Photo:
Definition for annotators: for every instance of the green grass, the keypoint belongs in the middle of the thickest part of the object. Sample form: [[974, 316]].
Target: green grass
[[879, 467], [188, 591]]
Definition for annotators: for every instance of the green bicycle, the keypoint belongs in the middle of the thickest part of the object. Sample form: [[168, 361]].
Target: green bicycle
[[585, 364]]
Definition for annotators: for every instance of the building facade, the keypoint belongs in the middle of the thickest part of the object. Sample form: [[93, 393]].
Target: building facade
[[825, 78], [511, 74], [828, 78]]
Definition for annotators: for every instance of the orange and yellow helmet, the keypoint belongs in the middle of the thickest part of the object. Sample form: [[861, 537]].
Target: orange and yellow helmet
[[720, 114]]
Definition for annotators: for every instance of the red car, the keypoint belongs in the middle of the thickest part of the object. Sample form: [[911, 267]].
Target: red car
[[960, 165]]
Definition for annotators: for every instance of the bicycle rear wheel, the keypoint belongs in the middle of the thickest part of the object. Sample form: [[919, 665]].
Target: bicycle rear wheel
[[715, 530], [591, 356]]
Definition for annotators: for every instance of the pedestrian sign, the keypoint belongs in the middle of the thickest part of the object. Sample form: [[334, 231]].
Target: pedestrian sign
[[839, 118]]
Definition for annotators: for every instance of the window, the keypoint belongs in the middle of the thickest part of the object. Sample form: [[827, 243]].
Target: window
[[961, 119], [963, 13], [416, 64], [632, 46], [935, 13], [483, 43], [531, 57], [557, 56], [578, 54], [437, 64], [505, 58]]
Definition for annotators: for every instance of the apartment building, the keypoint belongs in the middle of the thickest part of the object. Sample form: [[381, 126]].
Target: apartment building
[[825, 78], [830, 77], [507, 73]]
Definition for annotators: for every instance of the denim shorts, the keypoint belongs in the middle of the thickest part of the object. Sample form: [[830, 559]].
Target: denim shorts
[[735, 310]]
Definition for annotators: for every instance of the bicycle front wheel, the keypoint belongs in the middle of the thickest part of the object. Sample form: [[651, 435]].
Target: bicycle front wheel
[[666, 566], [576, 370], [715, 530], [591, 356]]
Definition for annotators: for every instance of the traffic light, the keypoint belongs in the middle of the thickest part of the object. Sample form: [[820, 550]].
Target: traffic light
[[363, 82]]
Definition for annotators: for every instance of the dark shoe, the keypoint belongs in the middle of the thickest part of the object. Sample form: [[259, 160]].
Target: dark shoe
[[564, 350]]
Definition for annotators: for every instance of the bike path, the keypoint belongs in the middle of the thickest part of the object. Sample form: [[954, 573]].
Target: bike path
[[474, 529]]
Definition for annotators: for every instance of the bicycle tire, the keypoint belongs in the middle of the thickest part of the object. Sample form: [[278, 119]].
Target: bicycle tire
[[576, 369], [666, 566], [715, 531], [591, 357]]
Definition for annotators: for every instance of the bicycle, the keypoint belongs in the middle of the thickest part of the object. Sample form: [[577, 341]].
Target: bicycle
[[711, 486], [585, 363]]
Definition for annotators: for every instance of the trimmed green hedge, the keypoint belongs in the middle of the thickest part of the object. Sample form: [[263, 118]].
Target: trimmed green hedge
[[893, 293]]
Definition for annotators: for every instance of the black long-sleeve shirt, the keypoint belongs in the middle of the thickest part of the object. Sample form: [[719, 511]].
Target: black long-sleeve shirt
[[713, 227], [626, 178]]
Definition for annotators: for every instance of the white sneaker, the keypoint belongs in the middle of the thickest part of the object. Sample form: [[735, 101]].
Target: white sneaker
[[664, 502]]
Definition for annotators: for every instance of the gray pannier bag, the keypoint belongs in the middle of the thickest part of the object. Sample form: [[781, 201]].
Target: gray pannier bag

*Tugas yang Diberikan*:
Ganti "bike path" dengan "bicycle lane" pada semua baris mulai dari yang memuat "Definition for annotators: for every instance of the bike" hingga yang memuat "[[474, 529]]", lalu tuliskan kembali baris-baris tersebut tanpa perubahan lain.

*Jawaban Tugas*:
Definition for annotators: for every instance of the bicycle lane, the keypoint belongs in the middle of the thickest part of the object. Sample form: [[954, 573]].
Target: bicycle lane
[[474, 529]]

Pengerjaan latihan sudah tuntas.